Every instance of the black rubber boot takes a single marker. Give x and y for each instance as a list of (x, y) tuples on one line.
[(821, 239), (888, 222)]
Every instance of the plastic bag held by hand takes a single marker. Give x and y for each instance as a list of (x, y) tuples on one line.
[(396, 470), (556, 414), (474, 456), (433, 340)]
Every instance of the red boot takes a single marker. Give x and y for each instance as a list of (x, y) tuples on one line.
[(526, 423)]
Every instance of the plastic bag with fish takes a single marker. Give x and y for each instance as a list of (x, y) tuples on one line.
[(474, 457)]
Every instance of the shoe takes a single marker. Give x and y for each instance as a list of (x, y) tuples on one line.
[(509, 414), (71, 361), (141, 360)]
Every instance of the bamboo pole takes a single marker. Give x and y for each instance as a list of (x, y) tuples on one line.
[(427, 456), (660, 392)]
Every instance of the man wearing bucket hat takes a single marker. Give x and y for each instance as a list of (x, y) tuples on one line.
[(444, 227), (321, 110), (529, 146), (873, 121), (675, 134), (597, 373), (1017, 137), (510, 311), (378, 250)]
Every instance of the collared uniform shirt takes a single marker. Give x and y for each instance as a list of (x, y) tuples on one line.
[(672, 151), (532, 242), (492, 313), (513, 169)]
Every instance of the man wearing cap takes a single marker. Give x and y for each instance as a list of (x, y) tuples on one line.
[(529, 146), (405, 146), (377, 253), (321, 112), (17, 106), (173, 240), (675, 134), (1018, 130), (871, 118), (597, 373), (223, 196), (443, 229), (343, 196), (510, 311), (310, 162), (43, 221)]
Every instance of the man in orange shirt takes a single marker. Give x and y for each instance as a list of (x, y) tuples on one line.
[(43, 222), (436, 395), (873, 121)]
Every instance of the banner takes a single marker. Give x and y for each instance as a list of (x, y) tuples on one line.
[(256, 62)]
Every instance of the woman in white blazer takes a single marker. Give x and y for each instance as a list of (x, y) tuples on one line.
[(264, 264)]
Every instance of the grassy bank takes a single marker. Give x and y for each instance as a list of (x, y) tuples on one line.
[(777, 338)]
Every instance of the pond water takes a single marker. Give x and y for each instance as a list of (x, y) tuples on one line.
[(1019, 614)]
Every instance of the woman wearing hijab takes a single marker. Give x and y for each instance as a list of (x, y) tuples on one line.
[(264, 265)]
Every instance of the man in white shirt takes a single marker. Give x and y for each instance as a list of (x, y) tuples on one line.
--------------------------------
# About this exercise
When you reach the line that holds "Every instance of the banner", please copy it and every line after it through the end of the listing, exactly and with no other lines.

# Result of the exercise
Every instance of the banner takes a single marker. Give x and y for each instance as a list of (x, y) tuples on one line.
[(256, 62)]
Every instance of the woman in white blazer takes a single marker. Give x and y for each instance as a list of (x, y) tuples on one line.
[(264, 264)]
Every instance of the grassy bank takes a single marker. Give x and y for each instance as a list of (x, y) tuples on one line.
[(777, 338)]
Every instance of the pond water takes a single marker. Give x and y for each instance as a list of (x, y) tuples on one line.
[(1019, 614)]
Every instance of the woman wearing hijab takes a single marker. Give x and y for each instance as a list of (x, y) tuples on one line.
[(264, 265)]
Every instance of the man in white shirt takes a single marker. Give x and y for each instance as a list of (x, y) tuples on one line.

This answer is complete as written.